▶ _Extract to read_:
[Start of section]
Back to Architecture Patterns
AI / DataAdvanced

RAG Pipeline Architecture

Give your LLM access to your data without fine-tuning. RAG bridges the gap between general-purpose language models and domain-specific knowledge.

May 2, 2026
|
2 topics covered
Discuss This Architecture
RAG Pipeline Architecture
AI / Data
Category
Advanced
Complexity
Legal, Healthcare
Industries
2+
Technologies

When You Need This

You want to build an AI assistant that answers questions about your organization's documents — contracts, policies, knowledge bases, product documentation, medical records. Fine-tuning an LLM on your data is expensive, slow, and creates a model that's frozen at the point of training. You need an architecture where the LLM can access up-to-date, domain-specific information at query time, cite its sources, and avoid hallucinating facts that aren't in your documents. RAG (Retrieval-Augmented Generation) is how you get there.

Pattern Overview

RAG augments LLM generation with retrieved context from a knowledge base. At query time, the system converts the user's question into an embedding, searches a vector database for semantically similar document chunks, and includes the most relevant chunks as context in the LLM prompt. This grounds the model's response in actual documents, enables source citation, and keeps the knowledge base updatable without retraining. A production RAG pipeline handles ingestion (parsing, chunking, embedding), retrieval (vector search, reranking, hybrid search), and generation (prompt construction, streaming, guardrails).

Reference Architecture

The architecture has two pipelines. The ingestion pipeline processes documents through parsing (PDF, DOCX, HTML extraction), chunking (semantic or fixed-size with overlap), embedding (via embedding model), and storage (vector database + document store). The query pipeline takes a user question, generates a query embedding, retrieves candidate chunks from the vector database, reranks them for relevance, constructs a prompt with the top chunks as context, and streams the LLM response with source citations.
[End of section]
▶ _Dataset extract_:
[Start of section]
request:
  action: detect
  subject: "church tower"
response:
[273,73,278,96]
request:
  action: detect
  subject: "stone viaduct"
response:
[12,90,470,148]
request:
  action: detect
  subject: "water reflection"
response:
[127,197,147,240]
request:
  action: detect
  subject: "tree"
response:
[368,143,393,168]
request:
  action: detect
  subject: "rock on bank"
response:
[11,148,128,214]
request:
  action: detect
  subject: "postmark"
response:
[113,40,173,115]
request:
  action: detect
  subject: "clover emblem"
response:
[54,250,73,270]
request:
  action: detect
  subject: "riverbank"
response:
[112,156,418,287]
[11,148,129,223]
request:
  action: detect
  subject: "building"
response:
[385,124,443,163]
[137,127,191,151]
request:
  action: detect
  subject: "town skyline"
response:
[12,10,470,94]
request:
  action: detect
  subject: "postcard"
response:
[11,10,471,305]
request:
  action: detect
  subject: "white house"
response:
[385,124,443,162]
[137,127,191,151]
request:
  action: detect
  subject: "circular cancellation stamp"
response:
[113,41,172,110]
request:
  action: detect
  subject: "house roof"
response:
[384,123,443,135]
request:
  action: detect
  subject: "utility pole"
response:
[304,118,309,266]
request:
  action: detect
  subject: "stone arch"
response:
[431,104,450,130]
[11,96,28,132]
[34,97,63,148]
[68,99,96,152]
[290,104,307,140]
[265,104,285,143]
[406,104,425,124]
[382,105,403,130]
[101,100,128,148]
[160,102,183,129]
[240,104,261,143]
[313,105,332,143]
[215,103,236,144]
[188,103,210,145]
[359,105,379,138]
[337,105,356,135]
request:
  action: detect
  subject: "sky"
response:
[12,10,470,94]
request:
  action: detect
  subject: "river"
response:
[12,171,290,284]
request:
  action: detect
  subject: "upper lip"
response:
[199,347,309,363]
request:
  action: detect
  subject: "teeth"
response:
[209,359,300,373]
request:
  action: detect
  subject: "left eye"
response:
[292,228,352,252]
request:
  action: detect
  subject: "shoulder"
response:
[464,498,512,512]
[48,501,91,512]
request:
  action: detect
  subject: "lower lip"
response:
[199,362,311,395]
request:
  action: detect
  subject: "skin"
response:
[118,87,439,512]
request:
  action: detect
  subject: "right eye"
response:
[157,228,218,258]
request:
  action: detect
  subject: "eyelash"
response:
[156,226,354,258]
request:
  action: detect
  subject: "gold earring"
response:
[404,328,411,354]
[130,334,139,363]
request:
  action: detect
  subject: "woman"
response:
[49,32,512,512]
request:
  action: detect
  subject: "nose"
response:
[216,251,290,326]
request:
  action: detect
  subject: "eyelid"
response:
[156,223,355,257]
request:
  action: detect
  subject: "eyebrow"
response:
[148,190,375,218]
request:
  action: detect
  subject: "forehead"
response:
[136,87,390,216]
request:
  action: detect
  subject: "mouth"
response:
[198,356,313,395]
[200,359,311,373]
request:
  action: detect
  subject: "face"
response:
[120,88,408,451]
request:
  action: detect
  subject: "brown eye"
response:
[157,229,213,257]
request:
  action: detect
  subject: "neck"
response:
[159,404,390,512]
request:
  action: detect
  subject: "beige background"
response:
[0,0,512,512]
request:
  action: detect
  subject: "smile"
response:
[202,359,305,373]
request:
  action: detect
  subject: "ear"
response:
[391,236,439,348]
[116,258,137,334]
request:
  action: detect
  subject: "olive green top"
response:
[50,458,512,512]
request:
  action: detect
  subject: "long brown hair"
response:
[End of section]
▶ _Exercise instructions_:
1. Reproduce the RAG pipeline text from "The architecture has" up to and including "with source citations.".
2. Using the reasons the RAG pipeline text gives, explain in one to three sentences why fine-tuning an LLM on an organization's data is not the approach it recommends.
3. According to the RAG pipeline text, what are the two pipelines in the reference architecture?
The entries have no connection to the RAG pipeline text.

▶ _Task-by-task solutions_:
1.
The architecture has two pipelines. The ingestion pipeline processes documents through parsing (PDF, DOCX, HTML extraction), chunking (semantic or fixed-size with overlap), embedding (via embedding model), and storage (vector database + document store). The query pipeline takes a user question, generates a query embedding, retrieves candidate chunks from the vector database, reranks them for relevance, constructs a prompt with the top chunks as context, and streams the LLM response with source citations.

2. Fine-tuning an LLM on your data is expensive and slow. It also creates a model that is frozen at the point of training, whereas the need is for the LLM to access up-to-date, domain-specific information at query time.

3. The ingestion pipeline and the query pipeline.